##### EXCERPTED TEXT #####

Dataset requirements

  • Each sample must contain messages in OpenAI chat-completion format.
  • ground_truth is optional. If absent, Agent extracts the label from the final assistant message using task-specific logic in the plan.
  • ground_truth may be a single string or a list of strings.

Example session instructions

Single dataset with automatic split, two candidate models:
source .env && firectl session create \
  --api-key $FIREWORKS_AGENT_API_KEY \
  --instruction "Benchmark and fine-tune classification on accounts/myacct/datasets/intent-labels. Compare Qwen3 8B and Qwen3 32B. Labels are: billing, technical, account, sales."
Separate train and eval datasets, model already chosen:
source .env && firectl session create \
  --api-key $FIREWORKS_AGENT_API_KEY \
  --instruction "Run classification fine-tuning on accounts/myacct/datasets/train, eval on accounts/myacct/datasets/test, using Qwen3 8B."
Where classification lives in the 7-phase pipeline: Phase 1 is dataset inspection (with per-label sample counts and imbalance detection), phase 2 is plan + cost approval, phase 3 is the base-model benchmark plus fine-tuning sweep, phase 4 is the full-data run for each candidate, phase 5 is the fine-tuned evaluation with per-label and overall accuracy, phase 6 is deployment of the winner, phase 7 is the base-vs-fine-tuned comparison report. See How Agent runs a training job.

##### ENTRIES SUPPLIED #####

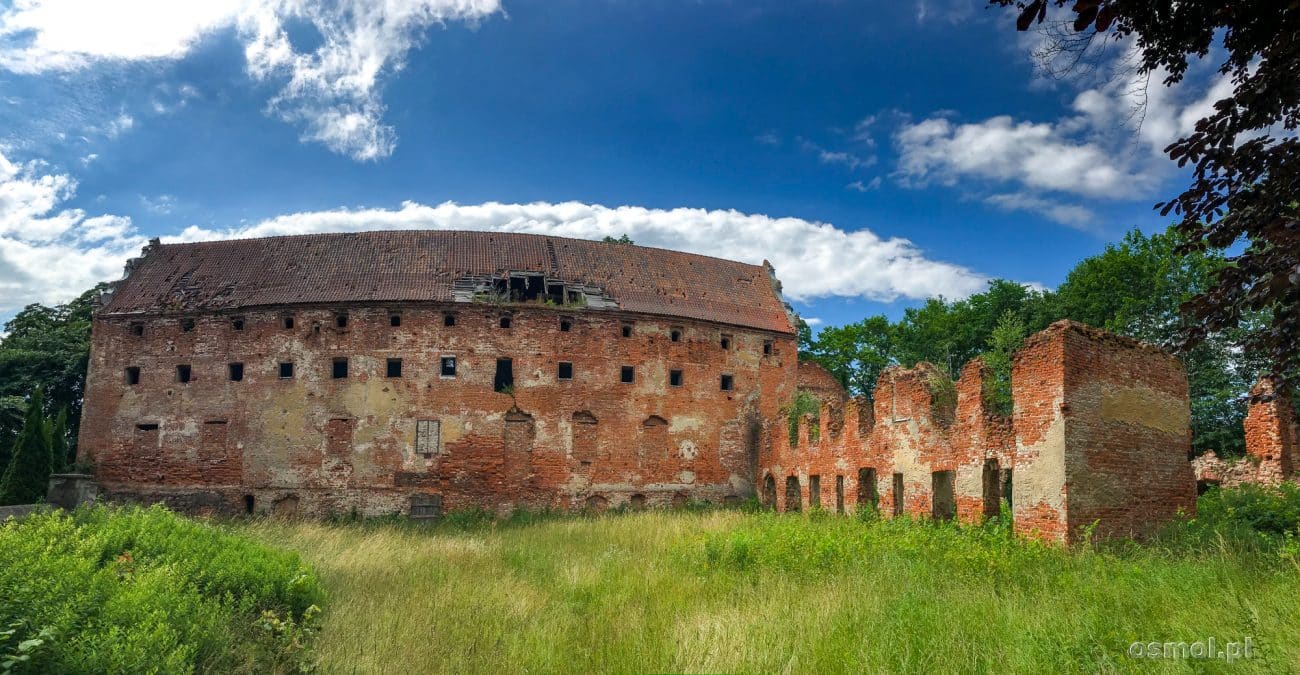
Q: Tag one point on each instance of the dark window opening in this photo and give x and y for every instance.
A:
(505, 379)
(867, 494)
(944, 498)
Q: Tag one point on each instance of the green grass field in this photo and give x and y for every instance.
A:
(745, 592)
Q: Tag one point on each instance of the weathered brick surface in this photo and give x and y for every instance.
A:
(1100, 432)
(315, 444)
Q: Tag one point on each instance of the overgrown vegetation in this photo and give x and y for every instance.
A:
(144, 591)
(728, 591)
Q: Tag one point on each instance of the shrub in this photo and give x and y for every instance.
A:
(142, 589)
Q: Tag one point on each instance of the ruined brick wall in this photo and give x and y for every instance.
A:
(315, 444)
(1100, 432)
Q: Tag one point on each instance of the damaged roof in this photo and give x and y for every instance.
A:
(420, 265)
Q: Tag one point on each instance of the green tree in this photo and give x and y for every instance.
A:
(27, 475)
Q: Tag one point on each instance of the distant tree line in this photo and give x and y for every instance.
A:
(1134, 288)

#####
##### ENTRIES SUPPLIED #####

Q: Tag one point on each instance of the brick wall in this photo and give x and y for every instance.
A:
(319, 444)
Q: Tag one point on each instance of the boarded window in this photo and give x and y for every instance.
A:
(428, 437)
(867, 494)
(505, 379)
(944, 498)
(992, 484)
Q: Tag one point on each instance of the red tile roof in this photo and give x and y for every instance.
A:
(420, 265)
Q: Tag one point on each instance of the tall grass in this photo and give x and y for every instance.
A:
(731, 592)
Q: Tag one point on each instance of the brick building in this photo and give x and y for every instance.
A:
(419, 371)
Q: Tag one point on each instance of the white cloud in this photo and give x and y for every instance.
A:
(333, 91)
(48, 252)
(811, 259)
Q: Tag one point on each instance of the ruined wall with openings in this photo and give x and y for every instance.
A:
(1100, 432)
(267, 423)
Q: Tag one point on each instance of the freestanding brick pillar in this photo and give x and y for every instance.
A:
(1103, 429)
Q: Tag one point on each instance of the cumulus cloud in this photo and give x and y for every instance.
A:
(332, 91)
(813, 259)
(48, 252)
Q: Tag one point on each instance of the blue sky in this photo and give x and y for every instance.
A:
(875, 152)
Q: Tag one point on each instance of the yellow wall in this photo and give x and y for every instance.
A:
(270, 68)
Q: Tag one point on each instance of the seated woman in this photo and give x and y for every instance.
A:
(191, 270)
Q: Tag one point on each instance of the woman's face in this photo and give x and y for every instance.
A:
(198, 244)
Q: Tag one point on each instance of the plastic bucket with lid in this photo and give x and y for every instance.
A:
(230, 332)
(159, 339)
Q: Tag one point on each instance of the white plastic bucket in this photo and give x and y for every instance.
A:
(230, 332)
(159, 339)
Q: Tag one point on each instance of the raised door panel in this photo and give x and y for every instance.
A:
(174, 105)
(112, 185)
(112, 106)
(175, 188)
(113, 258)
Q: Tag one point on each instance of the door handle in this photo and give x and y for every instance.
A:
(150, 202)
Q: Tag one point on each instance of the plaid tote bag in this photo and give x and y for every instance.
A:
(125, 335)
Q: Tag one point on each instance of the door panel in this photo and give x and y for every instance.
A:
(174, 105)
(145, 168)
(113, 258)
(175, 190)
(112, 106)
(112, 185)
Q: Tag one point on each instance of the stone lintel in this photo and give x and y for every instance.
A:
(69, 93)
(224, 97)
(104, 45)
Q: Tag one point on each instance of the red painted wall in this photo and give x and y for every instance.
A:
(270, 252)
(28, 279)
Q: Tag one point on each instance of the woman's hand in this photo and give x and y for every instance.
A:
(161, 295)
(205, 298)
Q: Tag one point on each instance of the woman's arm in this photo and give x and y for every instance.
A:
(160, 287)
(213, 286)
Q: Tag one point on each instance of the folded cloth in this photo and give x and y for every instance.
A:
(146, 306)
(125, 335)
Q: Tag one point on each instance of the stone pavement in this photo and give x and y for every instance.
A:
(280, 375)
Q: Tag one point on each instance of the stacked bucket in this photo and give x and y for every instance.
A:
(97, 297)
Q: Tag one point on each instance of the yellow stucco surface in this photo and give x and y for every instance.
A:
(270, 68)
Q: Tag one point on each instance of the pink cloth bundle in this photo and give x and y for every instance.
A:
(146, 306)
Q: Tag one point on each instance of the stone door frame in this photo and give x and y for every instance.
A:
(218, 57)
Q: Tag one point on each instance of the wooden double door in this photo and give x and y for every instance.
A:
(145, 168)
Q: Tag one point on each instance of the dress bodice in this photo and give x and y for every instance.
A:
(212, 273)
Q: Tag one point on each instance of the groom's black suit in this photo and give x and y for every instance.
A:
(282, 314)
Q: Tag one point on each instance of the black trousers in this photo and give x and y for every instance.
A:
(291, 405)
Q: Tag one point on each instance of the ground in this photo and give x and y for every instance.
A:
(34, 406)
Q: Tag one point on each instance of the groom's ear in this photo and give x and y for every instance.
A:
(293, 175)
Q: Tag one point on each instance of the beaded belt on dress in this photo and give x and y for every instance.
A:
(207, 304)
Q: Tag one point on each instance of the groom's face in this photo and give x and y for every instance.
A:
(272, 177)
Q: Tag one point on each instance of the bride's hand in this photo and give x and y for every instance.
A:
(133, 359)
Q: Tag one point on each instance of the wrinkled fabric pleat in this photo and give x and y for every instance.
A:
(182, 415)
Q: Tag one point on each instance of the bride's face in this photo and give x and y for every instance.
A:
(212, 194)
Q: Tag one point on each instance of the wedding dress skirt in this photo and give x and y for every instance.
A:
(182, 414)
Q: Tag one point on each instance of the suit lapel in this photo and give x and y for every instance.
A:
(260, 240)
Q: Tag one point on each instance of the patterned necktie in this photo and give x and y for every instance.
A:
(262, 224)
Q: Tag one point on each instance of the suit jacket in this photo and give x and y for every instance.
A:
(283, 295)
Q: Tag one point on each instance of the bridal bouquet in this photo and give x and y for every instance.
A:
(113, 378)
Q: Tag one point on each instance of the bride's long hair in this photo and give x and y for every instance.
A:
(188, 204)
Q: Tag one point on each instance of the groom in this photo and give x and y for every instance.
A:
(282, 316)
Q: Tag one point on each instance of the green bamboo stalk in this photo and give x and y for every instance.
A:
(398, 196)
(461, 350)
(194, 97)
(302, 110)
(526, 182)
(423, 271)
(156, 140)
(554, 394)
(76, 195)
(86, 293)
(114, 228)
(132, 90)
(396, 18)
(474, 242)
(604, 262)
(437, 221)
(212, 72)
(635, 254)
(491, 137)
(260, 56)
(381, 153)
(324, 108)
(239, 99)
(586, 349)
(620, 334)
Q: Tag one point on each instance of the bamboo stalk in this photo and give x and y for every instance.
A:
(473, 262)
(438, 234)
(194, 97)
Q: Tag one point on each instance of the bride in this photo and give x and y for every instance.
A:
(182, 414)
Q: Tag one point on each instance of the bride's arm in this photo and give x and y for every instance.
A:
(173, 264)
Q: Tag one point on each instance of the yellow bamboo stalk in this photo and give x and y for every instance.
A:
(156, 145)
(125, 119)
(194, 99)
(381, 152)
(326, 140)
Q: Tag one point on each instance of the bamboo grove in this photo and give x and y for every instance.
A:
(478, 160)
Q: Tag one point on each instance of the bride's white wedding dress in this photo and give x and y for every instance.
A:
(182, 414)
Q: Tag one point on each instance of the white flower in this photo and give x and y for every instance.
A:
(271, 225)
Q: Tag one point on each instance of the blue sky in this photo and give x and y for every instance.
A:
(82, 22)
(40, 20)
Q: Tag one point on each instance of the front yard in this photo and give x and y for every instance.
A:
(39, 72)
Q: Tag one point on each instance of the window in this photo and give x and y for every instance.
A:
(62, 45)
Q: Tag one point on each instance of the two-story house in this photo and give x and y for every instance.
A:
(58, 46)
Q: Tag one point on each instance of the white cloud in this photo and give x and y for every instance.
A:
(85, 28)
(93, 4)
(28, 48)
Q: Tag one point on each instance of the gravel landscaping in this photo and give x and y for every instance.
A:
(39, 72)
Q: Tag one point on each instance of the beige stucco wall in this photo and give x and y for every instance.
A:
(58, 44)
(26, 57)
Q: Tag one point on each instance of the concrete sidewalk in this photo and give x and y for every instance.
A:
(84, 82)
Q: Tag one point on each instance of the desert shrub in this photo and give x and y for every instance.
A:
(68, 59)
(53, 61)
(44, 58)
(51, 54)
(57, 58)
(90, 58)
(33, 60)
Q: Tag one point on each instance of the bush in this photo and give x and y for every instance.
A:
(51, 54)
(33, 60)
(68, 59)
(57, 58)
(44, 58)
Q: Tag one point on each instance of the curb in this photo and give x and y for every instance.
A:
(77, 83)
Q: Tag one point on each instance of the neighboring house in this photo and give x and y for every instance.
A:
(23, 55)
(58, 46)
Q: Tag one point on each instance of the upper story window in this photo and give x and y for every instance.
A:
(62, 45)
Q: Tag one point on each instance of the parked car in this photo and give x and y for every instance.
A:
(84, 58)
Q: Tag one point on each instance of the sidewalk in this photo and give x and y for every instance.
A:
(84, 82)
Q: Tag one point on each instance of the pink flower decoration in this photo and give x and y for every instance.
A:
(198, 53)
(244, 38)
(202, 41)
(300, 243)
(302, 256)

#####

EXERCISE REQUIREMENTS =
- A) In the classification fine-tuning text, what does Agent do when a sample has no ground_truth?
- B) Turn the paragraph of the classification fine-tuning text that begins "Where classification lives in the 7-phase pipeline" into a short list of the phases.
- C) Carry on writing the classification fine-tuning text, starting after its last sentence.
The rows have nothing to do with the classification fine-tuning text.

SOLVED PROBLEMS =
- A) It pulls the label from the final assistant message, using task-specific logic in the plan.

- B)
- Phase 1: dataset inspection, with per-label sample counts and imbalance detection
- Phase 2: plan and cost approval
- Phase 3: base-model benchmark plus fine-tuning sweep
- Phase 4: full-data run for each candidate
- Phase 5: fine-tuned evaluation with per-label and overall accuracy
- Phase 6: deployment of the winner
- Phase 7: base-vs-fine-tuned comparison report

- C)
Workflow stages

1

Dataset inspection

Agent stages your dataset locally once, computes per-label sample counts, detects the imbalance ratio, and inspects message structure. If ground_truth is missing, Agent decides how to extract the label from the final assistant turn.
2

Label resolution

If you provided candidate labels in your instruction, Agent uses them. Otherwise, Agent infers them from the data and surfaces the inferred set in the plan for you to confirm.
3

Imbalance handling

Agent computes the ratio of most-frequent to least-frequent label. If it exceeds the threshold (default 50.0), Agent flags the imbalance in the plan and proposes mitigations (rebalancing, weighted training, or a smaller candidate set).
4

Plan + cost approval

Agent writes a plan and presents it with a cost breakdown (base-model evaluation inference + fine-tuning + fine-tuned evaluation inference + total). Approve once to proceed.
5

Base-model benchmarking

Agent runs inference on the held-out eval split against each selected base model and reports per-label and overall accuracy. This becomes the baseline.
6

Fine-tuning sweep

Agent fine-tunes the strongest candidates with the default tuning grid (or your explicit grid), batched into waves of up to 6 active jobs.
7

Fine-tuned evaluation

Agent runs the same eval inference against each fine-tuned model and computes per-label accuracy, overall accuracy, and confusion-matrix style summaries.
8

Deployment and comparison report

Agent picks the winner, deploys it (phase 6), and writes the final comparison report (phase 7) showing base vs fine-tuned accuracy per candidate plus a fireworks-ai SDK snippet for inference.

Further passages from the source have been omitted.